TO BE DONE:
Return, copied in full, every line in the entries below that contains the word "floor".

EXTRACTED ENTRIES:

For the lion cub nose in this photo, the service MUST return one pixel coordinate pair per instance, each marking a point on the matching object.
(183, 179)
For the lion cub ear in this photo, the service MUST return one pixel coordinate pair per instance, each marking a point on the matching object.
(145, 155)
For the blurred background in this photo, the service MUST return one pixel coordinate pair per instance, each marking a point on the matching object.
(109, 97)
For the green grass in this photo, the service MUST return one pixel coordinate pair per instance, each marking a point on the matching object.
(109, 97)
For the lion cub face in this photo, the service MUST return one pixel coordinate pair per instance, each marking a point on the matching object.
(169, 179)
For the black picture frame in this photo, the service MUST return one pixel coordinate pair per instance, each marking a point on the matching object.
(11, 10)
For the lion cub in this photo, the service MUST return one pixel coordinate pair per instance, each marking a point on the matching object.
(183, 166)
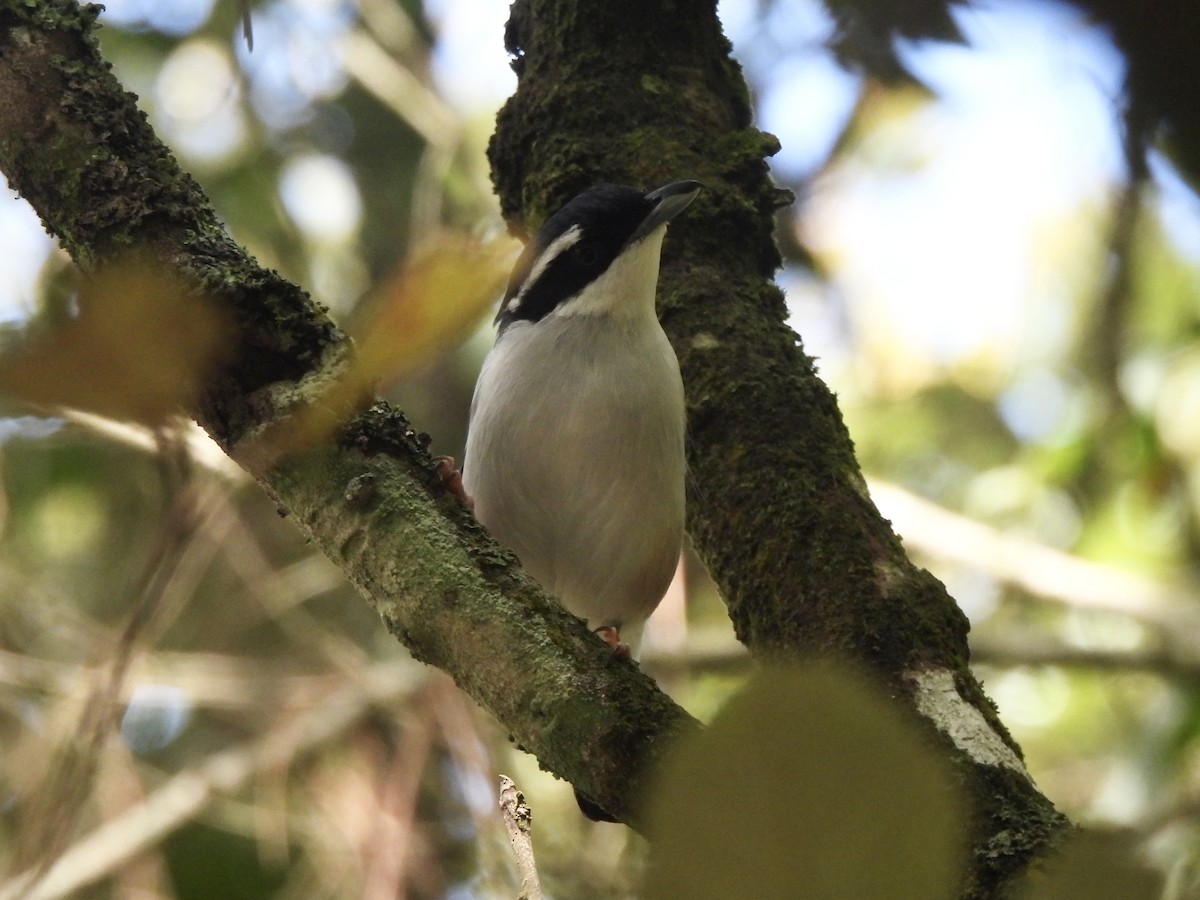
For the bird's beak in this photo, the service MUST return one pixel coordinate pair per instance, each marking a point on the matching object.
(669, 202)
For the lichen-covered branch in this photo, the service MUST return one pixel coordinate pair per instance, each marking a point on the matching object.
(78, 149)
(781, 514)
* * *
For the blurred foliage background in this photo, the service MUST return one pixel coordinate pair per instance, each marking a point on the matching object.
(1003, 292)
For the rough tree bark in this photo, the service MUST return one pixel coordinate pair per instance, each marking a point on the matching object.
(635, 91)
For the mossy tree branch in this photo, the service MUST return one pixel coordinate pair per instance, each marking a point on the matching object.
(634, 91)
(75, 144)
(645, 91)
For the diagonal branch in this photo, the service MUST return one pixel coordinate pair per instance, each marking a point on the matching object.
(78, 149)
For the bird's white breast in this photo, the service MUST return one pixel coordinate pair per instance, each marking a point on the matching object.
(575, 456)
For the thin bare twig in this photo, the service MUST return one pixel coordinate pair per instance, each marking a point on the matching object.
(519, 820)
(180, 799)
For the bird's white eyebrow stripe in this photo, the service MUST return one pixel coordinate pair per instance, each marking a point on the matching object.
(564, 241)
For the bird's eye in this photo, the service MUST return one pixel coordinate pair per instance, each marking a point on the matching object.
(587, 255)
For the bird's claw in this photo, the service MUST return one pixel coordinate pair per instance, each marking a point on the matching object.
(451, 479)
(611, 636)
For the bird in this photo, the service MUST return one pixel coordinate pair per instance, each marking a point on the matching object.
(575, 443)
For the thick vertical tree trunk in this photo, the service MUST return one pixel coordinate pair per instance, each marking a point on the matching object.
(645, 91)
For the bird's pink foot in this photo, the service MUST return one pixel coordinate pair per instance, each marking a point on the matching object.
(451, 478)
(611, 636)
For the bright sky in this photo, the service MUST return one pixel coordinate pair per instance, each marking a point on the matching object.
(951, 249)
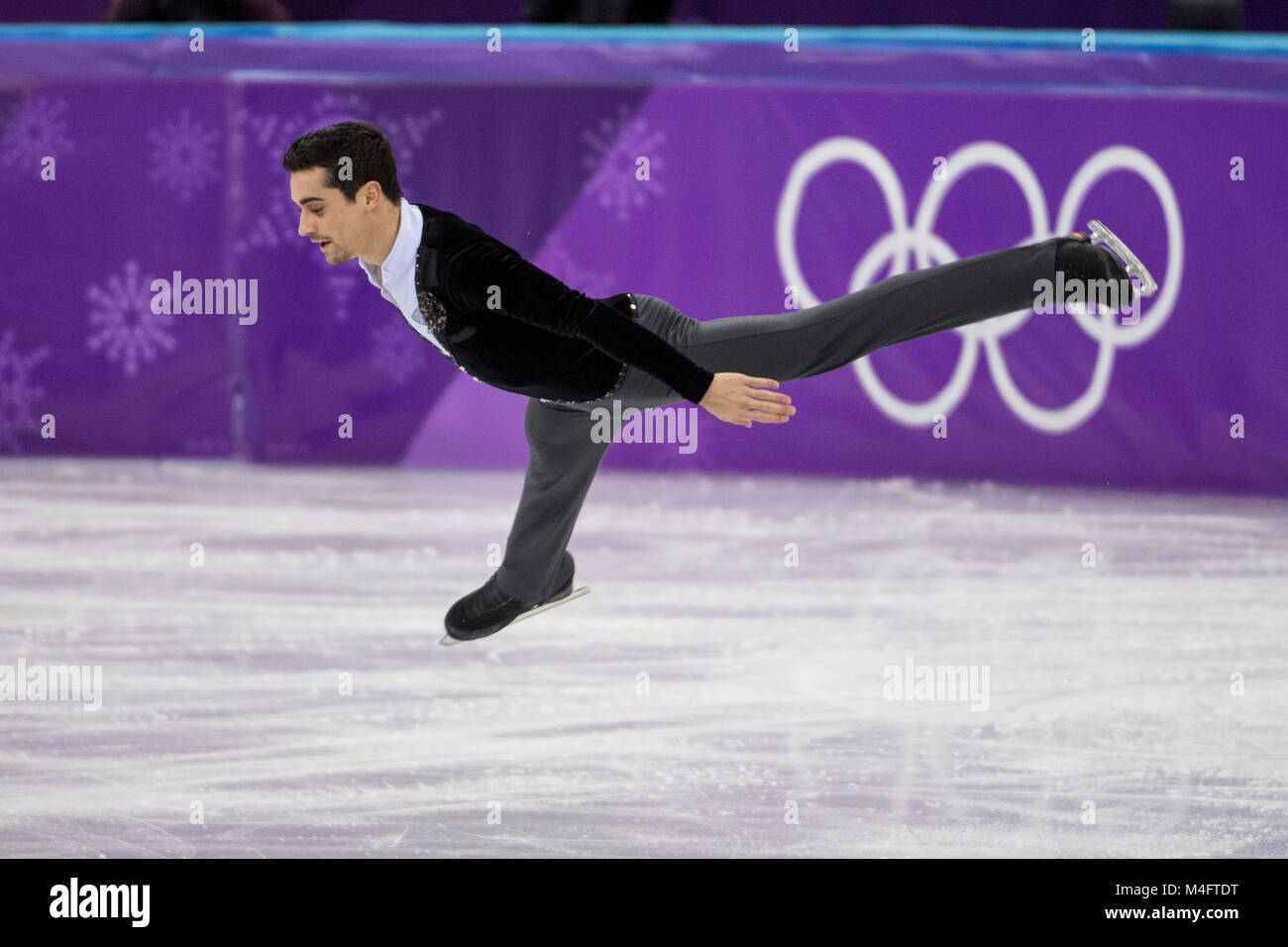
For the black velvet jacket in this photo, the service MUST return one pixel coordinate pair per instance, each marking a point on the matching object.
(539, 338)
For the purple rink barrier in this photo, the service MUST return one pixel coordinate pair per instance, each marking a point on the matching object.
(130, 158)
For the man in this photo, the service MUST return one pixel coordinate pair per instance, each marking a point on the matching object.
--
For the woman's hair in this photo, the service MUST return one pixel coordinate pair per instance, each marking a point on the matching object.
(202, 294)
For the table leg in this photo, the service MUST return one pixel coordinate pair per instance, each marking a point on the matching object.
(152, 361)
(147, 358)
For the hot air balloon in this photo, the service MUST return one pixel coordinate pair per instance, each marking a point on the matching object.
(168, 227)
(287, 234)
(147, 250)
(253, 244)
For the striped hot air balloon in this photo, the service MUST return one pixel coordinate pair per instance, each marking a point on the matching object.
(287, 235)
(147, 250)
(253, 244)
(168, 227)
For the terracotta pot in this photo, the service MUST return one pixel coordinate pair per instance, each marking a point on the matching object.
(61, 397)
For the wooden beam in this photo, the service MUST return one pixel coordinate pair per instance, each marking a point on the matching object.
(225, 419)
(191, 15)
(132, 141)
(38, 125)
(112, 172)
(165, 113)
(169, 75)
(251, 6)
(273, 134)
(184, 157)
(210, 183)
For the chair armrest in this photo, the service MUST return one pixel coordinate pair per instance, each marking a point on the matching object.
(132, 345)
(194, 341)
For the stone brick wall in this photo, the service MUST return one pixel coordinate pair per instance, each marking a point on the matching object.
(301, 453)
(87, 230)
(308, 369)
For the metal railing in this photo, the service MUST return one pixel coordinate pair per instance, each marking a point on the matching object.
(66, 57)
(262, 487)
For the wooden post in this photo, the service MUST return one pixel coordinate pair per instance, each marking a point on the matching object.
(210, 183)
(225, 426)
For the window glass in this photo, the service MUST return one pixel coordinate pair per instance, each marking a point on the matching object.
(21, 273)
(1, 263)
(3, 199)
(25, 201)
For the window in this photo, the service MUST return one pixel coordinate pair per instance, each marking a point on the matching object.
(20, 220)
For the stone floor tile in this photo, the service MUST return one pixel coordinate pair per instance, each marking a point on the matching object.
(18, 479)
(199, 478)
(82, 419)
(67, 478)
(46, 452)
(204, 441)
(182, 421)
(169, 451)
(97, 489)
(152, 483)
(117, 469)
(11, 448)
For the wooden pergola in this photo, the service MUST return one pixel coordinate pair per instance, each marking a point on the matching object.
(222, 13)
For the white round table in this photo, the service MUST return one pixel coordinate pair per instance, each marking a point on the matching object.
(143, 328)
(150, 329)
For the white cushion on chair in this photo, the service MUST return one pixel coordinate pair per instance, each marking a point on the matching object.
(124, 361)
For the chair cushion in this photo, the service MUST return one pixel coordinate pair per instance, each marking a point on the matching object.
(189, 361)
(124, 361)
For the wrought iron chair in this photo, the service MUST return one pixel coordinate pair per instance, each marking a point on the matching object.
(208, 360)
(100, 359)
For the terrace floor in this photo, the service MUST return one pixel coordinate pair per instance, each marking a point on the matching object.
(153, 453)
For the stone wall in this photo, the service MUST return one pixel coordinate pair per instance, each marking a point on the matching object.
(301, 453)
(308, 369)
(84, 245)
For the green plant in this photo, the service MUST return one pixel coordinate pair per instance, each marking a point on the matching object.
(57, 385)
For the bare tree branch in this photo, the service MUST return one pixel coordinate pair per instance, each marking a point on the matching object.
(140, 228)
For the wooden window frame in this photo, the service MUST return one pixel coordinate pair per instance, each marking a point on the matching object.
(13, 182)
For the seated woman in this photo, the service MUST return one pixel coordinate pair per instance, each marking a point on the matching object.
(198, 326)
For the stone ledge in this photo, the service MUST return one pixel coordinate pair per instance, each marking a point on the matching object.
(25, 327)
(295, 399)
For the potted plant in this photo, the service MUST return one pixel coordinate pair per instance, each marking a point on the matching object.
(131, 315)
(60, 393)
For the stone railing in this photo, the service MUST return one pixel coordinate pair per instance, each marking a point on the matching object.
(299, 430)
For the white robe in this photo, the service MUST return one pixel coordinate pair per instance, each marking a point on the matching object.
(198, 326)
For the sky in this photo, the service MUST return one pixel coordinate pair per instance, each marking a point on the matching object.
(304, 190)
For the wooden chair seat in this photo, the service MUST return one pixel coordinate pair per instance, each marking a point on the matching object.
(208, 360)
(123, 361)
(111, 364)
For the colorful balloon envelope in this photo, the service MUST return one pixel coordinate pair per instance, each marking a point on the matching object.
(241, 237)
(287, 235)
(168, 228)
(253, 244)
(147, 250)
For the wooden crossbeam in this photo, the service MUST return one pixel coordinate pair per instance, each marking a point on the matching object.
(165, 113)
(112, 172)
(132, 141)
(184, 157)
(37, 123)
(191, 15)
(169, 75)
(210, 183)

COMPLETED EXERCISE:
For the stone floor tile in this photo, the service MUST return one pixel coordinate pair per instance, each marking a point on the matching object.
For the terrace floor in this photo, the service MUST return one pixel coordinate pair per instance, each marking a point on the matching object.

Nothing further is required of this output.